- WHAT THE EXERCISE ASKS -
Return, word for word, only the lines of the data below that lie between the line with "You are given a photograph. Locate the pointed" and the line with "You are given a photograph. Locate the statue", those two lines included.

····················

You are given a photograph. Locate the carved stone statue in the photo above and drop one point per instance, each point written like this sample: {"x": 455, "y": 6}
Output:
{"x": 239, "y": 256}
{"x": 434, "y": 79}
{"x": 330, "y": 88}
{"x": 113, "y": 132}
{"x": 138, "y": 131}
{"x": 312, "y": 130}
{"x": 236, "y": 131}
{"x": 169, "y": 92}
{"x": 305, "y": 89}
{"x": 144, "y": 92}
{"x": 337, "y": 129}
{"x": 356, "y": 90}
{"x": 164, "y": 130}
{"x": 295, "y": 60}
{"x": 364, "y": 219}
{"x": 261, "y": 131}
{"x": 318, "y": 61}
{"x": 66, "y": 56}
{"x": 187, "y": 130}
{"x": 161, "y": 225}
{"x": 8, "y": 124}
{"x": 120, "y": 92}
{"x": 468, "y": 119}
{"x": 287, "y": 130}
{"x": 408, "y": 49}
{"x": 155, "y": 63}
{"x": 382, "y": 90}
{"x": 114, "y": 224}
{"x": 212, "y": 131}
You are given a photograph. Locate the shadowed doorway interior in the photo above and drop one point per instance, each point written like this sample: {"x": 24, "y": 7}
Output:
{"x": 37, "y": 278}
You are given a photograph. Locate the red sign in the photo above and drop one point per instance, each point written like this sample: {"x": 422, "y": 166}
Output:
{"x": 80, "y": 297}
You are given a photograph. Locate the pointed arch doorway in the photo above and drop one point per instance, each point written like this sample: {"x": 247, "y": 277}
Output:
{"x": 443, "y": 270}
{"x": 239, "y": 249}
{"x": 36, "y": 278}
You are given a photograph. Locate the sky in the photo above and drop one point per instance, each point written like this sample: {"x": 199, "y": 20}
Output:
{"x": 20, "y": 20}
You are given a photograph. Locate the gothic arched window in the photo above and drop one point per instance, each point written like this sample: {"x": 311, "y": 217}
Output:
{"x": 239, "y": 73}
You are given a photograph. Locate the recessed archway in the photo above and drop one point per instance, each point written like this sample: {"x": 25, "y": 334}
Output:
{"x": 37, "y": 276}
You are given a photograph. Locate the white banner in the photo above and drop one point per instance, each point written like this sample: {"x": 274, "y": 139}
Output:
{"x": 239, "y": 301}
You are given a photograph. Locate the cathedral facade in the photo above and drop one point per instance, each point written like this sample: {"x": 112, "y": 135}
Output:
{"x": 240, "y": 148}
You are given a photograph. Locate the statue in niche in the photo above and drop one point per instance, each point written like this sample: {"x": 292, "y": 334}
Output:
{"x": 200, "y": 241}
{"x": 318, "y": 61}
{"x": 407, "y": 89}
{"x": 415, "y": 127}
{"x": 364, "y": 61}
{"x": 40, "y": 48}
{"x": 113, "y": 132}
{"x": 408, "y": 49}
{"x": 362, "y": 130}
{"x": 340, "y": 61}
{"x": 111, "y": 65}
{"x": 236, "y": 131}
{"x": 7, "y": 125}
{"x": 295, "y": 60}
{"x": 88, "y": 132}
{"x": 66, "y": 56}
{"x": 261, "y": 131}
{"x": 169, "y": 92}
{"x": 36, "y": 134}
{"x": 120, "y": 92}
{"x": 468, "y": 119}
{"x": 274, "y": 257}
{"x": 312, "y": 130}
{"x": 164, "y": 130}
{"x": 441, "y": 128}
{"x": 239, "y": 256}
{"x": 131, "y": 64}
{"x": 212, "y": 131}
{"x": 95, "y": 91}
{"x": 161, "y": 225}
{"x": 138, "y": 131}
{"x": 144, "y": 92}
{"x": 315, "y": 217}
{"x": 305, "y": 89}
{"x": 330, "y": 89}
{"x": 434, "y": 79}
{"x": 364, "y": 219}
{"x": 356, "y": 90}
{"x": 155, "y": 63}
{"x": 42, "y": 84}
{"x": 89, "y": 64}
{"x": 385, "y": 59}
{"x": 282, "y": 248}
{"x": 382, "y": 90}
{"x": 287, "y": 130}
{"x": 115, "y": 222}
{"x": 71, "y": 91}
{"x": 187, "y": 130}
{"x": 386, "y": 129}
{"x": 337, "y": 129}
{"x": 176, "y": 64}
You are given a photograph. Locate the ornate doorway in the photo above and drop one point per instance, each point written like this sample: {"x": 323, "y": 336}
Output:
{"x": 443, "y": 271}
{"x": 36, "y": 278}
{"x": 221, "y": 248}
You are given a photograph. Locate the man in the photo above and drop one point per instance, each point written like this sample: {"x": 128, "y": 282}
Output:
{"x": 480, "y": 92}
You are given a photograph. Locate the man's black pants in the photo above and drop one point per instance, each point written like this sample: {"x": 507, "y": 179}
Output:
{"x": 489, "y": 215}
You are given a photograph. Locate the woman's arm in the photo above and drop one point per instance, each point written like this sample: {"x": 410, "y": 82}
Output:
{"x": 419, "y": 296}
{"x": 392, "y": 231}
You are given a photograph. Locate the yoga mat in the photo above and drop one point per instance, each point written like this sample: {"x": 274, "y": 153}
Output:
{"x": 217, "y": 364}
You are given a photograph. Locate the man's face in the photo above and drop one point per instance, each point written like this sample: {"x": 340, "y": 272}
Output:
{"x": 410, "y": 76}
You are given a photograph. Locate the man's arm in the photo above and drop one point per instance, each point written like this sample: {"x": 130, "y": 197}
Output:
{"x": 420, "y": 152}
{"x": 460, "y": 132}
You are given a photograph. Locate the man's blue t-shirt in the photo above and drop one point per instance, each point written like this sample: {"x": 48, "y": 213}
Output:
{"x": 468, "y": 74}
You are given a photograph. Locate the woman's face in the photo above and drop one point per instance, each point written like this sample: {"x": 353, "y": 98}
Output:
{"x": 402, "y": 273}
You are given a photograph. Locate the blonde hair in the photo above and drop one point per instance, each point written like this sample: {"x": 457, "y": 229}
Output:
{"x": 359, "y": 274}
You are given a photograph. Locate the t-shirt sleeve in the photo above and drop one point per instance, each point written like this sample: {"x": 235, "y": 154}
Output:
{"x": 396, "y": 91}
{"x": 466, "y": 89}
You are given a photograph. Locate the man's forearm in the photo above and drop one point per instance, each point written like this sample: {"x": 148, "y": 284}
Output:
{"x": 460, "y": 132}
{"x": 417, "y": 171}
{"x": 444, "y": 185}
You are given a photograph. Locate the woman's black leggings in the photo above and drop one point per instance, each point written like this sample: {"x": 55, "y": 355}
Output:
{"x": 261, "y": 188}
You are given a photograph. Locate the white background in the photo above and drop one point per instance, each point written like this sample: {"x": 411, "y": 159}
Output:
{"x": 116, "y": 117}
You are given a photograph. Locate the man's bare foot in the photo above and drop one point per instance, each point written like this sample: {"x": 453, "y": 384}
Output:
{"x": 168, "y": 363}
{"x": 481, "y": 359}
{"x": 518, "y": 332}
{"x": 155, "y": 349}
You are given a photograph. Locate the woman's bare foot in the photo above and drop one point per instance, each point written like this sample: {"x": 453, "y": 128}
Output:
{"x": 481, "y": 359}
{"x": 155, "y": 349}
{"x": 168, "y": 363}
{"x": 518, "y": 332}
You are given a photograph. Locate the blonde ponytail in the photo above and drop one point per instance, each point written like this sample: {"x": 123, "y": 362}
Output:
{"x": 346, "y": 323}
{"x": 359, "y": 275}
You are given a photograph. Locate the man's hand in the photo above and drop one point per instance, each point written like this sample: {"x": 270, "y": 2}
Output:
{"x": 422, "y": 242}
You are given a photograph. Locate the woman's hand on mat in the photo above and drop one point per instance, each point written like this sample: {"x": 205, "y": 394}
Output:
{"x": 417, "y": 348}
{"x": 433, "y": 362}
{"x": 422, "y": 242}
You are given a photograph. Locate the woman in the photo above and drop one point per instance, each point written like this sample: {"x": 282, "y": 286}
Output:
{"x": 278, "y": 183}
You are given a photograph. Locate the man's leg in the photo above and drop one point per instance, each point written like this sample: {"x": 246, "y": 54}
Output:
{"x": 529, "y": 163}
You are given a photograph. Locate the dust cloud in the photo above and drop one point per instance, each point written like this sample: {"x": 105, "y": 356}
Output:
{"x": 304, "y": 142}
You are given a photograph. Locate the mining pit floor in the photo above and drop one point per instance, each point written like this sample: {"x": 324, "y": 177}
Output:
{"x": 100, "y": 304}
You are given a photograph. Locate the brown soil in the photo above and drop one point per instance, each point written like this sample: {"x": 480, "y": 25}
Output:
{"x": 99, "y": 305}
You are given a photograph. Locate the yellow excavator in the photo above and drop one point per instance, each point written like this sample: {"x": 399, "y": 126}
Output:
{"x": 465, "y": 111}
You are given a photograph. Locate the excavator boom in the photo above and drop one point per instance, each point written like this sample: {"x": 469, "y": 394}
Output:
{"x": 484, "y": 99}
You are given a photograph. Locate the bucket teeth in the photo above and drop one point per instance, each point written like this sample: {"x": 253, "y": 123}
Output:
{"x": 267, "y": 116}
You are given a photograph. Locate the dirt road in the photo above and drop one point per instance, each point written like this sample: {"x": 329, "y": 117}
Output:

····················

- RESPONSE -
You are given a photograph. Locate the pointed arch doorway in the photo above and drop one point per instance, each point written like this sample: {"x": 247, "y": 277}
Output:
{"x": 443, "y": 270}
{"x": 239, "y": 249}
{"x": 36, "y": 278}
You are given a photograph. Locate the sky in the photo above and drop one point per instance, each point written like this sample: {"x": 199, "y": 20}
Output:
{"x": 20, "y": 20}
You are given a photograph. Locate the gothic arched window in the photo above and drop one point per instance, each point written like this sample: {"x": 311, "y": 217}
Output:
{"x": 239, "y": 73}
You are given a photograph. Locate the recessed archway in the photo above and drop one point per instance, each point written like this sample: {"x": 25, "y": 334}
Output:
{"x": 37, "y": 276}
You are given a photograph. Locate the white banner in the photo above and drop one point per instance, each point written like this sample: {"x": 274, "y": 139}
Output:
{"x": 239, "y": 301}
You are given a photograph. Locate the cathedral facade in the photo above and drop one point per instance, each point written like this sample: {"x": 112, "y": 135}
Output:
{"x": 240, "y": 148}
You are given a photograph. Locate the statue in niche in the photo above and drop one point per instance, each point written like this sample: {"x": 292, "y": 334}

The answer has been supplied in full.